Task directions — Report every line of the listing below in which the string "instance" appears.

Data records —
---
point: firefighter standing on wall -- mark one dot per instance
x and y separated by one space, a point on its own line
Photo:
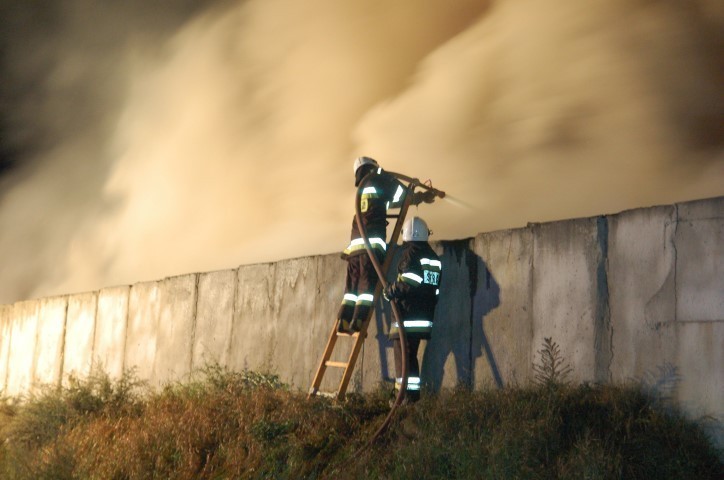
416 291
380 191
---
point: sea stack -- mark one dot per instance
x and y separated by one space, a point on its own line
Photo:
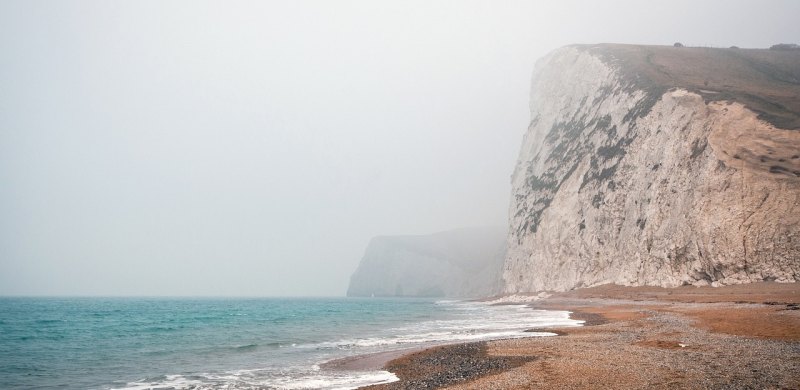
---
Response box —
point: firefighter standing on wall -- mark one dot per instance
point: sea stack -- mark one dot per instance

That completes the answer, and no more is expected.